◆ Task details ◆
An acceptable answer repeats exactly the line with "Camera-trap review: tag the child in" and each line after it through the end of the entries, and includes nothing else.

Records contained in a dataset

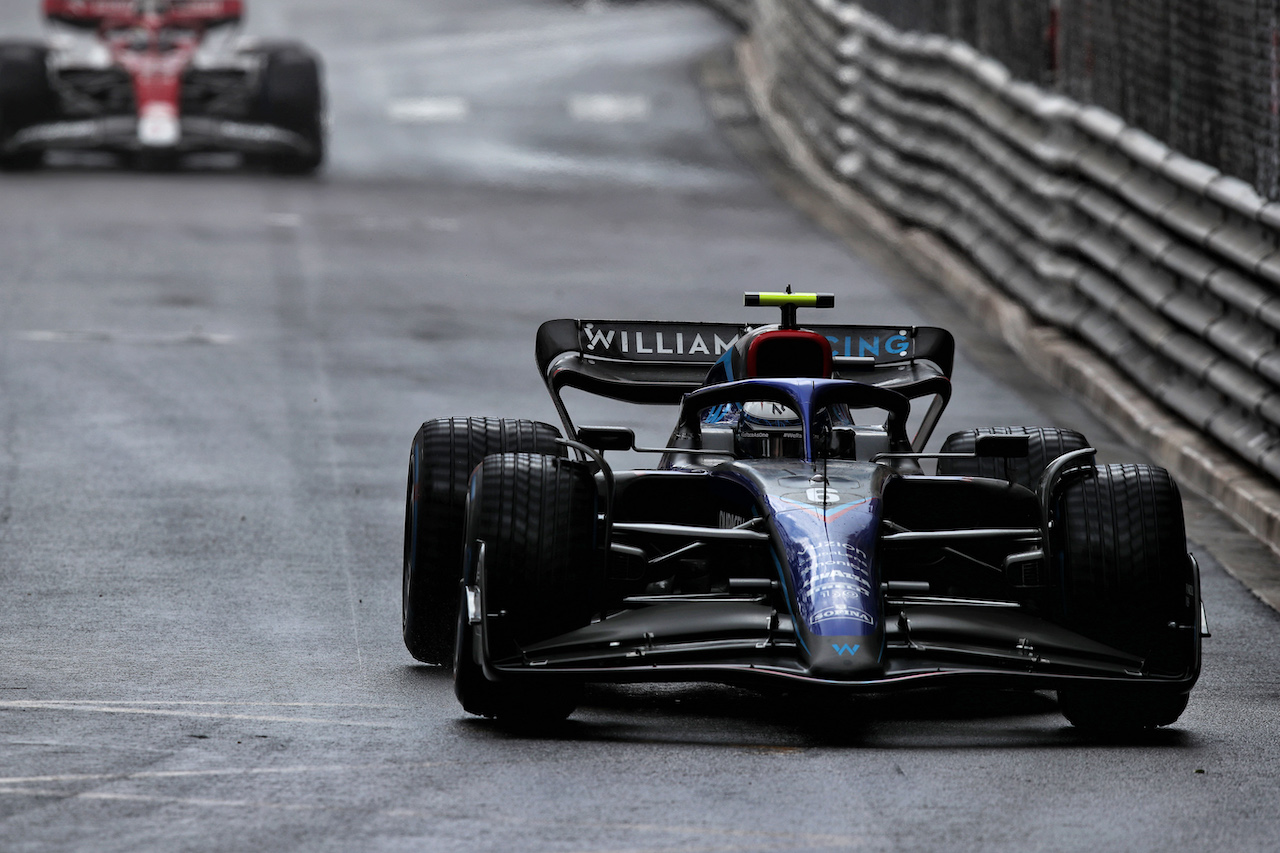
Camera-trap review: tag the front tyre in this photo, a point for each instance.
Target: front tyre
(442, 457)
(26, 97)
(1127, 580)
(533, 553)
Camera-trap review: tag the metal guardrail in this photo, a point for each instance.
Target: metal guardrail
(1162, 264)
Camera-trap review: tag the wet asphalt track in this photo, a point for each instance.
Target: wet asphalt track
(208, 387)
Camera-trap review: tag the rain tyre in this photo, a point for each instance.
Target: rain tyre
(536, 520)
(1046, 443)
(1127, 580)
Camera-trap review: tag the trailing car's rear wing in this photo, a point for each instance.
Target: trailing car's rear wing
(653, 361)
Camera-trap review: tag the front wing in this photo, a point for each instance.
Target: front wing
(745, 641)
(120, 133)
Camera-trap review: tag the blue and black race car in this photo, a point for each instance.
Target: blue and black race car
(790, 534)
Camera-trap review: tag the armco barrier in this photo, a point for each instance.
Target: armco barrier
(1164, 265)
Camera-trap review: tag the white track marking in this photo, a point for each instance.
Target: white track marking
(609, 109)
(192, 774)
(196, 337)
(283, 219)
(103, 707)
(429, 110)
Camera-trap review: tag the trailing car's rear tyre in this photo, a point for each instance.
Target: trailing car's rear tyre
(26, 97)
(1045, 445)
(440, 461)
(534, 520)
(1127, 580)
(291, 96)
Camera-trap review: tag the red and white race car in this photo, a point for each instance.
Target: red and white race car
(159, 80)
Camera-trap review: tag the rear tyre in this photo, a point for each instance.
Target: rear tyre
(442, 457)
(1046, 443)
(26, 99)
(1128, 582)
(291, 96)
(536, 520)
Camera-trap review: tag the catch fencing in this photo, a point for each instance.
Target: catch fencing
(1166, 265)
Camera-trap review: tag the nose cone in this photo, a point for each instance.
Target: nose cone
(159, 126)
(845, 658)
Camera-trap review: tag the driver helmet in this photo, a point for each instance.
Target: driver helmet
(768, 430)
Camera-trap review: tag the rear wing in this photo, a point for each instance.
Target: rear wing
(94, 13)
(653, 361)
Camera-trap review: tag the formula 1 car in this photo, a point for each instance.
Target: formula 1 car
(158, 80)
(789, 533)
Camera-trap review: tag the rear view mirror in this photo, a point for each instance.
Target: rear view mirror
(606, 438)
(1002, 447)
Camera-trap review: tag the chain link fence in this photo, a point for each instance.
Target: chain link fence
(1203, 76)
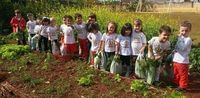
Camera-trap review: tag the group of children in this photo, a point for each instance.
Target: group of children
(86, 41)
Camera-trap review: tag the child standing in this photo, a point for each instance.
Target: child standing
(123, 47)
(107, 44)
(30, 25)
(18, 24)
(181, 58)
(94, 37)
(43, 39)
(158, 48)
(80, 27)
(68, 47)
(138, 41)
(53, 37)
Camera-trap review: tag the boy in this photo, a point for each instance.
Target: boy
(158, 49)
(30, 25)
(19, 25)
(181, 58)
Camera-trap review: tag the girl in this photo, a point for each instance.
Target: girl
(30, 25)
(43, 40)
(68, 47)
(94, 37)
(107, 44)
(138, 40)
(80, 27)
(53, 37)
(123, 47)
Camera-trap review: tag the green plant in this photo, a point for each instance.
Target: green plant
(85, 81)
(139, 86)
(117, 78)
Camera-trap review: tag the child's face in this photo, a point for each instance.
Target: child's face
(111, 28)
(164, 36)
(68, 21)
(137, 28)
(79, 20)
(127, 32)
(184, 31)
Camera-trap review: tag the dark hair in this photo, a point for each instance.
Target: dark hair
(126, 26)
(165, 28)
(114, 23)
(68, 16)
(92, 26)
(186, 24)
(93, 15)
(45, 20)
(77, 15)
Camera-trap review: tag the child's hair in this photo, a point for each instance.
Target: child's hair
(186, 24)
(92, 26)
(126, 26)
(45, 19)
(138, 22)
(93, 15)
(114, 23)
(29, 14)
(68, 16)
(165, 28)
(77, 15)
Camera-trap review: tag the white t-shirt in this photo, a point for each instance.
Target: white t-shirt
(125, 45)
(157, 46)
(183, 47)
(52, 33)
(44, 31)
(95, 40)
(109, 41)
(37, 29)
(81, 30)
(68, 34)
(31, 26)
(137, 39)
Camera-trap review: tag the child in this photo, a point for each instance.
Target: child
(68, 47)
(80, 27)
(107, 44)
(94, 37)
(37, 33)
(43, 39)
(181, 56)
(123, 47)
(138, 41)
(30, 25)
(53, 37)
(159, 48)
(18, 24)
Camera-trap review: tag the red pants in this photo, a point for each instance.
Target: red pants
(93, 54)
(84, 48)
(181, 74)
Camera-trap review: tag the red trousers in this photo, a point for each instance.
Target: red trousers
(84, 48)
(181, 74)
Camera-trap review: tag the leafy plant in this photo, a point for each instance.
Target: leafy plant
(85, 81)
(139, 86)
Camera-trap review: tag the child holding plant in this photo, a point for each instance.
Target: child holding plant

◆ Finished task ◆
Camera-trap review: tag the child in this photo, a point for each instance.
Target: child
(68, 47)
(80, 27)
(107, 44)
(94, 37)
(37, 33)
(43, 39)
(181, 56)
(123, 47)
(138, 41)
(30, 25)
(53, 37)
(159, 48)
(18, 24)
Camera-trap review: tag the red pants in this photo, a point for each instance.
Target: red pants
(93, 54)
(84, 48)
(181, 74)
Camera-trap review: tag the red trousers in this photo, a point for each instance.
Target: red trousers
(84, 48)
(181, 74)
Camera-trap review: tag the leafy plant in this photo, a point for each instance.
Target: leafy plant
(85, 81)
(139, 86)
Camera-trap review: tag the child holding plant in this photo, a point for each instance.
Target: child holding plant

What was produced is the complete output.